#### Excerpt provided ####

We love winter. Sure, it’s cold, but you can always layer and dress warmly. And sure, we grumble when we have to clear out the driveway for the 5th time in as many days, and scrape the ice from the windshields. But the crispness of the air, the silence that it brings, and another advantage: no insects! It makes up for the invasion in Summer. The low temperatures make some tasks very daunting, but some would say, even more rewarding. Add that everything looks idyllic, since we all associate Christmas (more on that later) with snowy trees and hot beverages… Winter also brings some challenges: Driving times are 20% longer, accidents are more serious, and basically everywhere it’s slippery.
Skiing is part of winter of course, both cross-country and alpine, and more recently ski-trekking. While Nina was proverbially born with skis on her feet, I was taught skiing at age 12 and my parents took us cross country skiing in the South of Belgium. One of the things I’m looking forward to the most is the longer trekking tours, with a dog or two, pulka sled and our daughter Aamu in her own sled. There is an abundance of tracks across Lapland, so it’s easy to just go out and enjoy it. When there’s no snow there are roller-skis to keep you in shape.

#### Provided data ####

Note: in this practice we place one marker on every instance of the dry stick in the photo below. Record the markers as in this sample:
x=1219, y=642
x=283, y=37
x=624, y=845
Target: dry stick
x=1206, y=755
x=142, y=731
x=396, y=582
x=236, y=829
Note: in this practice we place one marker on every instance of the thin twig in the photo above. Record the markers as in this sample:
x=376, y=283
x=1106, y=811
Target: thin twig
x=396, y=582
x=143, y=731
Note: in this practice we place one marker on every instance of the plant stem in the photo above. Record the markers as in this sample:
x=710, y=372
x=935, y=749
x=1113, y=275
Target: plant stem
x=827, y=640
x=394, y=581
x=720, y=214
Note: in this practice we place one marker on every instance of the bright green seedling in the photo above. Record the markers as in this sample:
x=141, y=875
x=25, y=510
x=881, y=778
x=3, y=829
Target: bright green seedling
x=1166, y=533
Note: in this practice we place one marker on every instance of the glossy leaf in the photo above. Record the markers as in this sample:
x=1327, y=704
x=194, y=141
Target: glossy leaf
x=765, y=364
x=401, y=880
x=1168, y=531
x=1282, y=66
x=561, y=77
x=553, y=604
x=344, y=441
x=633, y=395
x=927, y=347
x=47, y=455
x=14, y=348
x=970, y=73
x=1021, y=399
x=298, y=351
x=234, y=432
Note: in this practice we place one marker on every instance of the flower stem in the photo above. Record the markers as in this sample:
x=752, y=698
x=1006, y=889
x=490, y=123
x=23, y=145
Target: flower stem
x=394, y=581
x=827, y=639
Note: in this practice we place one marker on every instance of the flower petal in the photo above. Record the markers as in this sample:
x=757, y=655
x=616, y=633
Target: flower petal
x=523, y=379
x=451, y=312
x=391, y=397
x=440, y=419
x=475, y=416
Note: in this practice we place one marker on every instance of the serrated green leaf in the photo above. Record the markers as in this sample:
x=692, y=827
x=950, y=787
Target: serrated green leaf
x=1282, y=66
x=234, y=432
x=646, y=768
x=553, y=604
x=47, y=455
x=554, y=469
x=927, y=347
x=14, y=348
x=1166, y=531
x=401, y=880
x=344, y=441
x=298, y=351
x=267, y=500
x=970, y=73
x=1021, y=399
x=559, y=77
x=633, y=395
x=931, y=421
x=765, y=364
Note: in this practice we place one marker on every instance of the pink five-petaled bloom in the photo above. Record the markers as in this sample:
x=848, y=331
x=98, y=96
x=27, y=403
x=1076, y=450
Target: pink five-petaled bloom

####

> _What to work on_
1) Turn the paragraph of the winter excerpt beginning "Skiing is part of winter" into a bulleted list that keeps its main facts.
2) According to the winter excerpt, how much longer are driving times in winter?
3) Reproduce the portion of the winter excerpt that opens with the words containing "Skiing is part" and closes with "you in shape.".
The entries come from a different source than the winter excerpt.

> _Exercise responses_
1)
- Winter skiing includes cross-country, alpine, and, more recently, ski-trekking.
- Nina was proverbially born with skis on her feet. The writer learned at age 12 and went cross-country skiing with family in the South of Belgium.
- Most anticipated: longer trekking tours with a dog or two, a pulka sled, and daughter Aamu in her own sled.
- Lapland has an abundance of tracks, so getting out is easy.
- When there is no snow, roller-skis keep you in shape.

2) Driving times are 20% longer.

3)
Skiing is part of winter of course, both cross-country and alpine, and more recently ski-trekking. While Nina was proverbially born with skis on her feet, I was taught skiing at age 12 and my parents took us cross country skiing in the South of Belgium. One of the things I’m looking forward to the most is the longer trekking tours, with a dog or two, pulka sled and our daughter Aamu in her own sled. There is an abundance of tracks across Lapland, so it’s easy to just go out and enjoy it. When there’s no snow there are roller-skis to keep you in shape.